◆ SOURCE MATERIAL
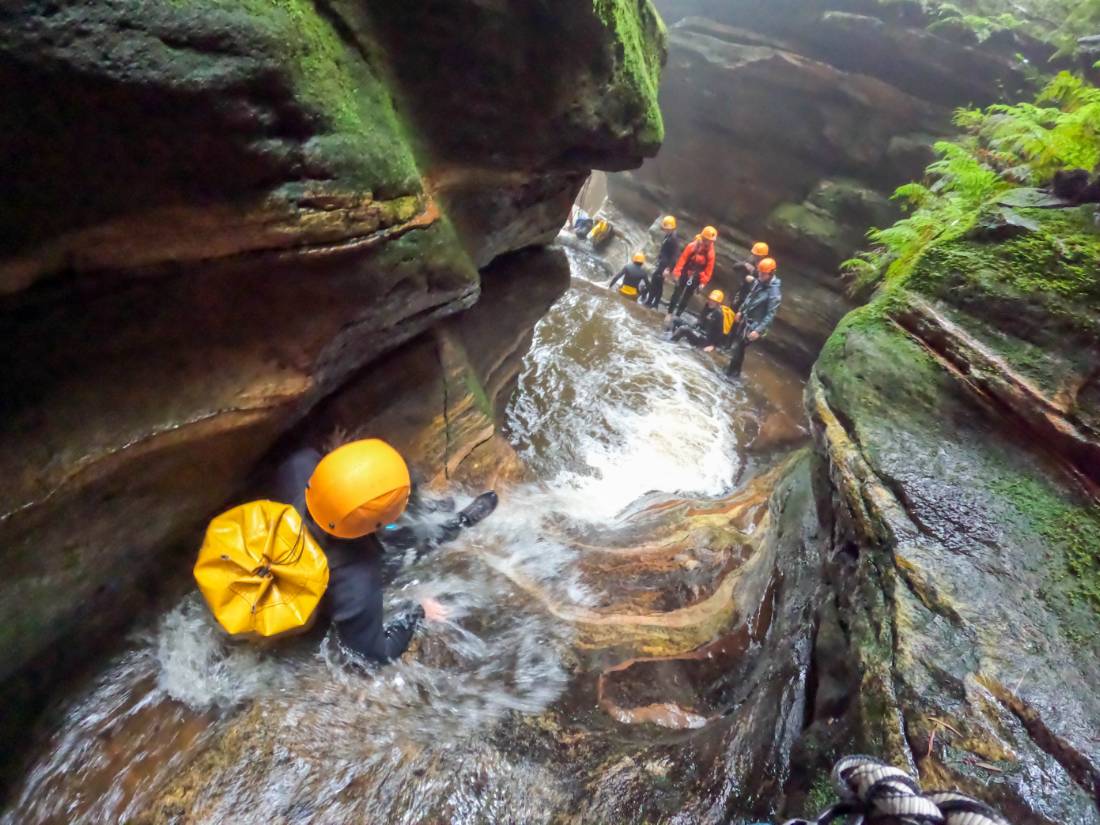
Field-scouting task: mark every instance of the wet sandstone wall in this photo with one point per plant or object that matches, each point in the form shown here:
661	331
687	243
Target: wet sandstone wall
218	212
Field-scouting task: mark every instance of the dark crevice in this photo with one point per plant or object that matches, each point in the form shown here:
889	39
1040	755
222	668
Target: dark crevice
447	409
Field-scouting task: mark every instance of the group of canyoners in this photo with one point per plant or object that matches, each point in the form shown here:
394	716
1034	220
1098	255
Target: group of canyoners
721	325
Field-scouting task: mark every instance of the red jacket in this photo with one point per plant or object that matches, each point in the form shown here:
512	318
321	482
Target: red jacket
697	261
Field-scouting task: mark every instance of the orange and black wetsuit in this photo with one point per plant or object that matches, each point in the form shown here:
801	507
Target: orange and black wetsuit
693	272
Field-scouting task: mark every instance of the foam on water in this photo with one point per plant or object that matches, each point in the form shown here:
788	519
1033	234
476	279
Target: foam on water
606	411
620	411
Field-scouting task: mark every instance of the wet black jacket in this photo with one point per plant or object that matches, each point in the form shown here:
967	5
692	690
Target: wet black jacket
670	251
711	325
353	598
631	274
760	305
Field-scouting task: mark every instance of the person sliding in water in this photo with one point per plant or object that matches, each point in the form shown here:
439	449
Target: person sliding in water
633	276
758	311
715	323
345	499
666	260
694	270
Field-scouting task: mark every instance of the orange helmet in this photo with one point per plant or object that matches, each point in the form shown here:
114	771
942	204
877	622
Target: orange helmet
358	488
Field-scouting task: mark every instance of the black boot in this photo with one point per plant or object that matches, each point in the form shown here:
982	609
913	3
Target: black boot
477	509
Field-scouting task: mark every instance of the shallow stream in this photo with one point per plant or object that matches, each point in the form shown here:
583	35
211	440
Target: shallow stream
617	426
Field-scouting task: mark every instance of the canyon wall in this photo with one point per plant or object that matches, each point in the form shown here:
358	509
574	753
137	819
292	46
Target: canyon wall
218	212
793	122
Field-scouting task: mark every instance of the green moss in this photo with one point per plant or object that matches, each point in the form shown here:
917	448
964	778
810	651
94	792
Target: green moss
359	134
1071	531
1043	286
821	795
477	392
641	32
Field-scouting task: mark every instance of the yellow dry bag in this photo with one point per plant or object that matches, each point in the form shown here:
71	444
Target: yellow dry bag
260	570
728	319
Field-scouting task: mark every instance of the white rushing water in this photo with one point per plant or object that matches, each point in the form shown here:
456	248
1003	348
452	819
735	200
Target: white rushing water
606	413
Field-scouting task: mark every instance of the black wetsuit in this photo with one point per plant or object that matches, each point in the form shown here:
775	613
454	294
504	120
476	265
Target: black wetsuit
758	311
707	332
631	275
353	598
666	260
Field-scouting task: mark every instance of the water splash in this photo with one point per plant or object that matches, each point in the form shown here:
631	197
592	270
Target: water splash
605	413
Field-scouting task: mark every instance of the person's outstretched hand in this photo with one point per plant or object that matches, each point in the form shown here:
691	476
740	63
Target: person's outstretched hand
433	611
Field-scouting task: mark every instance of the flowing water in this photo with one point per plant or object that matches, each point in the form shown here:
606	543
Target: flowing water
613	420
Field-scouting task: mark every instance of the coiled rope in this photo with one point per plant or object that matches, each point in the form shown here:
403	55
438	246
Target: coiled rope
880	794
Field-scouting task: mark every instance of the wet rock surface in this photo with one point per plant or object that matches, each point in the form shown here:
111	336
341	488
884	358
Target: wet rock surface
221	211
792	122
967	530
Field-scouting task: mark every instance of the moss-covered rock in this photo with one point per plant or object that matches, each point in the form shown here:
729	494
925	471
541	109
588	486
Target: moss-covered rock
953	416
224	210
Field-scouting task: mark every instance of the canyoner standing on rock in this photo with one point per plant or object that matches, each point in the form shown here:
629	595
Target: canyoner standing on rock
757	312
750	267
714	327
694	270
260	559
666	260
633	276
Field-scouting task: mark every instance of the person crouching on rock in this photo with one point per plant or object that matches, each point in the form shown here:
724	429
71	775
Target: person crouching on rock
693	270
666	260
345	499
715	323
633	276
758	311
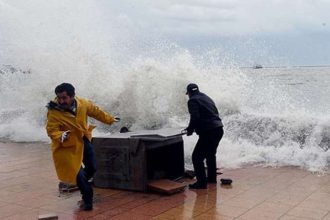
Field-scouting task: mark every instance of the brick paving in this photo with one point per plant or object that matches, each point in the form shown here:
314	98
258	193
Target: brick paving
28	188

◆ EXERCISE BRIEF
Exact copy, no pictures: reproduce every entry shown above.

◆ TASK RESPONSE
Field-scouting task: mark every instance of the wet sandstone wall in this photo with one point per plant or object that matches, each point in the form shown here:
661	331
687	243
Target: wet sandstone wall
218	212
Field-scouting task: mark every instance of the dark crevice in this photo with one point per plant or object that matches, each point in the form shown here:
889	39
1040	755
222	668
Target: dark crevice
447	409
Field-scouting task: mark every instance of the group of canyoners in this photo with one point per plant or object that matches, each point in the form shown here:
394	716
1034	220
1098	255
Target: group of canyoners
721	325
Field-scouting task: mark every instance of the red jacket in this photo with one point per plant or object that matches, each point in the form shown here:
512	318
321	482
Target: red jacket
697	261
Field-scouting task: mark every instance of the orange and black wetsuit in this photo with one point per plant or object that matches, each point in the form shown here:
801	507
Target: orange and black wetsuit
693	272
Field-scouting task: mark every instance of the foam on water in this photo with one point per plant or object that matches, each point in the form shown here:
788	519
1033	234
476	279
Target: foam on water
606	411
620	411
Field-scouting task: mark every instance of the wet black jacket in this photo with one point per plant or object that matches, each point in the form shown here:
967	5
692	690
Target: wet black jacket
670	251
711	325
353	598
631	274
760	305
Field-scouting task: mark every instance of the person sliding in water in this photo with one point per plant or object that matches, each point in the form shown here:
439	449
Target: person sliding in water
633	276
758	311
715	323
345	499
666	260
694	270
Field-scouting task: mark every instance of the orange helmet in this photo with one point per plant or object that matches, each point in the form shown here:
114	771
942	204
877	622
Target: orange helmet
358	488
Field-scouting task: mark every instance of the black boot in this photo with one point per plant or object that matches, each point in the form shown here:
982	609
913	3
Target: black boot
477	509
Field-scouting task: mark every instance of the shallow stream in this photo with one point per plant or object that matches, each point in the form shown here:
583	35
211	440
Target: shallow stream
617	426
Field-scouting task: mark every instance of the canyon wall in this photo with one point per plant or object that matches, each point in the form shown here:
358	509
574	753
137	819
292	46
Target: canyon wall
218	212
793	122
Field-scouting task: mark every instance of the green moss in this photo with one point per plant or object that matches, each point in the form shown here:
917	448
964	778
810	651
94	792
Target: green moss
359	134
1071	531
1043	286
821	795
477	392
641	32
Field-scouting task: mark every instance of the yellow dry bag in this photo with one point per plant or object that matches, each point in the form shown here:
71	444
Target: yellow dry bag
260	570
728	319
Field-scouting task: mark every instance of the white rushing water in this photo with one point per plant or object that matches, each point in the form shown here:
456	248
1003	348
452	819
735	200
Target: white rushing water
606	413
Field-scouting task: mark every instance of the black wetsuit in this photo with one point per plant or object that matches, each point in the form shown here:
775	613
454	294
504	120
476	265
Target: black wetsuit
758	311
707	332
631	275
353	598
666	260
Field-scouting task: mark every instance of the water splash in this photo with one point per plant or object that matches, each point in the form shown here:
631	197
592	270
Target: water splash
605	413
Field-scouting task: mark every instance of the person's outstretched hand in this photo with one point per plant or object that matches, each point in the form shown here:
691	476
740	63
Target: person's outstretched hand
433	611
Field-scouting task: mark every instance of the flowing water in this photo with one point per plant or object that matches, each point in the form shown here:
606	543
Target: flowing water
613	420
Field-scouting task: mark every instance of the coiled rope in this photo with one point per plant or object that matches, each point in the form shown here:
403	55
438	246
Target: coiled rope
880	794
Field-scouting task: mark every instance of the wet rock surface in this photo with one point per plant or object that matches, each point in the form shown here:
111	336
341	488
884	358
Target: wet rock surface
221	211
792	122
967	530
Field-scouting task: mark every instance of the moss-covered rock in this photo with one point per plant or object that matches, each point in the form shown here:
729	494
925	471
541	109
588	486
Target: moss-covered rock
953	416
224	210
Field-scouting task: mark every instance of the canyoner standing on rock in this photo with one point per plant or object that matches, each point in the form shown here:
629	595
Target: canyoner standing on rock
757	312
750	267
714	327
694	270
260	559
666	260
633	276
Field-scouting task: mark every instance of the person crouching on rock in this photo with one point per plant or object that matches, each point in the form shown here:
724	429
71	775
Target: person crouching on rock
693	270
666	260
345	499
715	323
633	276
758	311
Field-scouting task: mark every instance of the brick paving in this photo with one point per plant or object that matches, each point in the form shown here:
314	98
258	193
Target: brick paving
28	188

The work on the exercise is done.